Suche alle Zeilen der Einträge heraus, in denen das Wort „kind“ vorkommt, und schreibe sie ab; Groß- und Kleinschreibung ist dabei zu beachten.

▶

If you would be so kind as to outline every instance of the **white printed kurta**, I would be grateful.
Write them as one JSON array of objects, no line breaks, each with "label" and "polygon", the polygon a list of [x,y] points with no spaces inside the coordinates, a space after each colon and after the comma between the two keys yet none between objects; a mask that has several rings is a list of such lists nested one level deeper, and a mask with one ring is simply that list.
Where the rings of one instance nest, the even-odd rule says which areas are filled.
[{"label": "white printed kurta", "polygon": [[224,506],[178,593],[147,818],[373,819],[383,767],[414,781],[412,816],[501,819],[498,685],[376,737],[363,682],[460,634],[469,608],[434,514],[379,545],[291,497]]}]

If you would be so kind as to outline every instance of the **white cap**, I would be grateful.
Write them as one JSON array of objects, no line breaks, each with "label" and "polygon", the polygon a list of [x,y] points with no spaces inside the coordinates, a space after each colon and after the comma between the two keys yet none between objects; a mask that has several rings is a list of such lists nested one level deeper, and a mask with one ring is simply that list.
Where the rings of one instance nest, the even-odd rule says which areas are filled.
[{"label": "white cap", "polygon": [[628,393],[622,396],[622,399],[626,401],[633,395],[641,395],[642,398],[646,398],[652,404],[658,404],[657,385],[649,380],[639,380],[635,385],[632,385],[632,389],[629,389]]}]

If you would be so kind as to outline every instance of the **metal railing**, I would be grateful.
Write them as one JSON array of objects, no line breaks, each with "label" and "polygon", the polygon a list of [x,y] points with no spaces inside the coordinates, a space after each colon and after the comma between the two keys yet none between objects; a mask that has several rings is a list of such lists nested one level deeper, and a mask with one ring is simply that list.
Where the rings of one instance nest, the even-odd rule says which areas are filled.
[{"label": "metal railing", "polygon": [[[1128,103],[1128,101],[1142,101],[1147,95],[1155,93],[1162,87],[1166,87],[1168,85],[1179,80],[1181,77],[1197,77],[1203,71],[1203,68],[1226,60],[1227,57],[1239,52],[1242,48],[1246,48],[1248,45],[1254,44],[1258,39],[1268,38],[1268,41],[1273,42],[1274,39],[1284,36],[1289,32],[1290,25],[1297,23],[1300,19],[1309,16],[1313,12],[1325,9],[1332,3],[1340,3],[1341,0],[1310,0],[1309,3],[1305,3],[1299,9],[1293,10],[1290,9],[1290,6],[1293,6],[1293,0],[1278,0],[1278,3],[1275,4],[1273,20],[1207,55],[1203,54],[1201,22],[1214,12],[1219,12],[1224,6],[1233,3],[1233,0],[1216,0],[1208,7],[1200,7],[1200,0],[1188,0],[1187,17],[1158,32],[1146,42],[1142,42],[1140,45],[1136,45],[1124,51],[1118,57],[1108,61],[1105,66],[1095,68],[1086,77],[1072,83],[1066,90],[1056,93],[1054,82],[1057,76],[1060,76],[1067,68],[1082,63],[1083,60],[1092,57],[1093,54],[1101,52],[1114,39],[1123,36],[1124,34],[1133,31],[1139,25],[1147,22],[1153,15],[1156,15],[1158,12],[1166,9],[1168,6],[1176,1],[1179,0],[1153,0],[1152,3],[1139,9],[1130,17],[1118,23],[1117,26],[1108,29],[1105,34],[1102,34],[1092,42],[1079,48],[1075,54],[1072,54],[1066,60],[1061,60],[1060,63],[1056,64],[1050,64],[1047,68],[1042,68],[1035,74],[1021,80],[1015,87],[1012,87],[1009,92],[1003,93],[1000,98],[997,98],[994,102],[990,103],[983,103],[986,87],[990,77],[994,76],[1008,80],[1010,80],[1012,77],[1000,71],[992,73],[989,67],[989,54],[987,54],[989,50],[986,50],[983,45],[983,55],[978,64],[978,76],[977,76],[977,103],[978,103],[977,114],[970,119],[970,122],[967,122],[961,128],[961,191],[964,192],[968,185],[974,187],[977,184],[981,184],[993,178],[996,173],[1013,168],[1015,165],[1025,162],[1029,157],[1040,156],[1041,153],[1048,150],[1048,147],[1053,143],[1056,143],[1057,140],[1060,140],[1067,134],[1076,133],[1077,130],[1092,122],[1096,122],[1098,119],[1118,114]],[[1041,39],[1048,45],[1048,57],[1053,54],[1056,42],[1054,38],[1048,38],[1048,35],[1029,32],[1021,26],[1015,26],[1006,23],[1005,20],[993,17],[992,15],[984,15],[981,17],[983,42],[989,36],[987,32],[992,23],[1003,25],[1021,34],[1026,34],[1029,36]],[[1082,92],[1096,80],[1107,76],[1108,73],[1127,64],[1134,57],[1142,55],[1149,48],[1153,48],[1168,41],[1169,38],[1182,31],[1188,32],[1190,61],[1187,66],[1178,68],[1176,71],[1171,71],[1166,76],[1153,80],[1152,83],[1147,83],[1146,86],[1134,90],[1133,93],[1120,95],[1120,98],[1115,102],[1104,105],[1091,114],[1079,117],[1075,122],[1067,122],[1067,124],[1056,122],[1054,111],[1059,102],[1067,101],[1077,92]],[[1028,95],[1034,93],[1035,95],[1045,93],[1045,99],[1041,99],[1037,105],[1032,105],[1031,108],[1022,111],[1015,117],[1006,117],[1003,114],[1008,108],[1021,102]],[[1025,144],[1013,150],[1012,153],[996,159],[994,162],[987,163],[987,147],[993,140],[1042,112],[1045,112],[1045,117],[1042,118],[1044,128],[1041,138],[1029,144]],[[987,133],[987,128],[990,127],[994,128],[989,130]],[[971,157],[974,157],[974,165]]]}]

◀

» LÖSUNG DER AUFGABE:
If you would be so kind as to outline every instance of the **white printed kurta**, I would be grateful.
If you would be so kind as to outline every instance of the **white cap**, I would be grateful.
If you would be so kind as to outline every instance of the **metal railing**, I would be grateful.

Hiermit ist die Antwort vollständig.